====== Input ======
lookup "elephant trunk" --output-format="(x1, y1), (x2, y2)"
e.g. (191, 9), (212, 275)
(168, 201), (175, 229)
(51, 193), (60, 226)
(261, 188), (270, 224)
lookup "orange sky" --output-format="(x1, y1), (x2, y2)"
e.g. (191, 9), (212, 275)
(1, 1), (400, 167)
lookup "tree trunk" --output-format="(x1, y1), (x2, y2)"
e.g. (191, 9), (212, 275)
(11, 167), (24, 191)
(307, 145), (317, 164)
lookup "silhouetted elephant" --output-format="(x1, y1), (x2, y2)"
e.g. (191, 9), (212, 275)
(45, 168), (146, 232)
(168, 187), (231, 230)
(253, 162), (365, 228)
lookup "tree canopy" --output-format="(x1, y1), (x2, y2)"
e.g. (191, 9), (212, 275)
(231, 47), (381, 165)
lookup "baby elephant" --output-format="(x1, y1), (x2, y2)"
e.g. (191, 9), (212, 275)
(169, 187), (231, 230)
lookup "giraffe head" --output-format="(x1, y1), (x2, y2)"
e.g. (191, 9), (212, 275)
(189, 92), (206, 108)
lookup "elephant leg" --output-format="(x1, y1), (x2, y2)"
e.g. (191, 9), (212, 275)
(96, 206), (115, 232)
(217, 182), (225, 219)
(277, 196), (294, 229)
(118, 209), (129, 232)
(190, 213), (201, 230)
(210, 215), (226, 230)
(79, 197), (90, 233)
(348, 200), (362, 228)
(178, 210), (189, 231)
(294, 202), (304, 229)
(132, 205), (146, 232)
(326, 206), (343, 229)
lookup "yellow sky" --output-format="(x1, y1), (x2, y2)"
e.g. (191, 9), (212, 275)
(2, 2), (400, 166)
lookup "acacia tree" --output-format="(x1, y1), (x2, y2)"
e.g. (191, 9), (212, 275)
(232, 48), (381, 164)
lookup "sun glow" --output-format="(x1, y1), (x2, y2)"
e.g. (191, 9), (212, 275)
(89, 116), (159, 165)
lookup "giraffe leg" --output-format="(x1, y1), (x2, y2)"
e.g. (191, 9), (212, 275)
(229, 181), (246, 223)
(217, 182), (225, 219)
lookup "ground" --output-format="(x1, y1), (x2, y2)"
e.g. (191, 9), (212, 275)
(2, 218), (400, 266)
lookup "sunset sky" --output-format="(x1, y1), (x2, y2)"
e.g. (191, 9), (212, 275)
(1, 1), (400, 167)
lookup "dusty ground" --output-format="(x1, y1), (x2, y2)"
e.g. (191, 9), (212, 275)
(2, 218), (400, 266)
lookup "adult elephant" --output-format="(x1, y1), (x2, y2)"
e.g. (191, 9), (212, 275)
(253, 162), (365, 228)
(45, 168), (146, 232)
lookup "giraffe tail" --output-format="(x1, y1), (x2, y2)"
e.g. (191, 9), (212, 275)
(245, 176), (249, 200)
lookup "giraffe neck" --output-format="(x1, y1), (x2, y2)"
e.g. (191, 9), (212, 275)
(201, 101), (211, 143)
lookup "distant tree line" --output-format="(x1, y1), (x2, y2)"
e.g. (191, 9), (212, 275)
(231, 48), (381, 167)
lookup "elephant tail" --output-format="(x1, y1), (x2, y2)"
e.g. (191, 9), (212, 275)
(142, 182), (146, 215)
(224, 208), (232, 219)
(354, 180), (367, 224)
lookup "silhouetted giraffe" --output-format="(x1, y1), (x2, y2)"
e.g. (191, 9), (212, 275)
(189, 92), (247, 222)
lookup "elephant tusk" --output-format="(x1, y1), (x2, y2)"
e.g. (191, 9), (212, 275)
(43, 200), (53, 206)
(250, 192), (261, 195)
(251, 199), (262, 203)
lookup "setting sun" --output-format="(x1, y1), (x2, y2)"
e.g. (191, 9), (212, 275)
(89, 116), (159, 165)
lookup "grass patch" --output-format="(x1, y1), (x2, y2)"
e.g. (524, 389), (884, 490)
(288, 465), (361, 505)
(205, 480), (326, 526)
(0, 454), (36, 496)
======
**Your goal:**
Extract each record, keeping it identical to the original.

**Task result:**
lookup "elephant trunk" --output-format="(x1, y1), (x2, y2)"
e.g. (191, 9), (212, 275)
(168, 201), (175, 229)
(51, 193), (60, 226)
(261, 188), (270, 224)
lookup "orange sky" --output-format="(x1, y1), (x2, y2)"
e.g. (191, 9), (212, 275)
(1, 1), (400, 167)
lookup "tree trunk" --output-format="(x1, y1), (x2, y2)"
e.g. (191, 9), (212, 275)
(11, 167), (24, 191)
(307, 145), (317, 164)
lookup "silhouetted elephant" --output-format="(x1, y1), (x2, y2)"
e.g. (191, 9), (212, 275)
(45, 168), (146, 232)
(168, 187), (231, 230)
(253, 162), (365, 228)
lookup "tree canopy" --output-format="(x1, y1), (x2, y2)"
e.g. (191, 9), (212, 275)
(231, 47), (381, 165)
lookup "baby elephant" --output-format="(x1, y1), (x2, y2)"
e.g. (191, 9), (212, 275)
(169, 187), (231, 230)
lookup "giraffe head" --output-format="(x1, y1), (x2, y2)"
e.g. (191, 9), (212, 275)
(189, 92), (206, 108)
lookup "elephant leg" --output-format="(x1, y1), (x2, y2)"
e.g. (191, 9), (212, 275)
(96, 206), (115, 232)
(217, 182), (225, 219)
(277, 196), (294, 229)
(118, 209), (129, 232)
(190, 213), (201, 230)
(210, 215), (226, 230)
(79, 197), (90, 233)
(348, 200), (362, 228)
(178, 210), (189, 231)
(294, 202), (304, 229)
(132, 205), (146, 232)
(326, 206), (343, 229)
lookup "yellow sky" --output-format="(x1, y1), (x2, y2)"
e.g. (191, 9), (212, 275)
(2, 2), (400, 166)
lookup "acacia tree" --output-format="(x1, y1), (x2, y2)"
e.g. (191, 9), (212, 275)
(232, 48), (381, 164)
lookup "sun glow" --output-format="(x1, y1), (x2, y2)"
e.g. (191, 9), (212, 275)
(89, 116), (159, 165)
lookup "giraffe leg" --output-format="(x1, y1), (x2, y2)"
e.g. (191, 9), (212, 275)
(229, 181), (246, 223)
(217, 182), (225, 219)
lookup "ground" --output-format="(x1, y1), (x2, y2)"
e.g. (191, 9), (212, 275)
(2, 218), (400, 266)
lookup "sunset sky" --output-format="(x1, y1), (x2, y2)"
e.g. (191, 9), (212, 275)
(1, 1), (400, 167)
lookup "dusty ground" --output-format="(x1, y1), (x2, y2)"
e.g. (191, 9), (212, 275)
(2, 218), (400, 266)
lookup "adult elephant" --output-format="(x1, y1), (x2, y2)"
e.g. (191, 9), (212, 275)
(253, 162), (365, 228)
(45, 168), (146, 232)
lookup "giraffe tail" --output-format="(x1, y1), (x2, y2)"
e.g. (191, 9), (212, 275)
(245, 176), (249, 200)
lookup "giraffe neck" --output-format="(x1, y1), (x2, y2)"
e.g. (191, 9), (212, 275)
(201, 101), (211, 143)
lookup "distant tree line" --output-format="(x1, y1), (x2, y2)"
e.g. (191, 9), (212, 275)
(231, 48), (381, 167)
lookup "elephant tail" --output-format="(x1, y1), (x2, y2)"
e.g. (191, 9), (212, 275)
(142, 182), (146, 215)
(224, 208), (232, 219)
(354, 180), (367, 224)
lookup "silhouetted giraffe" --output-format="(x1, y1), (x2, y2)"
e.g. (191, 9), (212, 275)
(189, 92), (247, 222)
lookup "elephant tusk" --output-format="(x1, y1), (x2, y2)"
e.g. (191, 9), (212, 275)
(43, 200), (53, 206)
(250, 192), (261, 195)
(251, 199), (262, 203)
lookup "setting sun" --output-format="(x1, y1), (x2, y2)"
e.g. (191, 9), (212, 275)
(89, 116), (159, 165)
lookup "grass patch" --output-format="(x1, y1), (x2, y2)"
e.g. (524, 389), (884, 490)
(288, 465), (361, 505)
(205, 480), (326, 526)
(0, 454), (36, 496)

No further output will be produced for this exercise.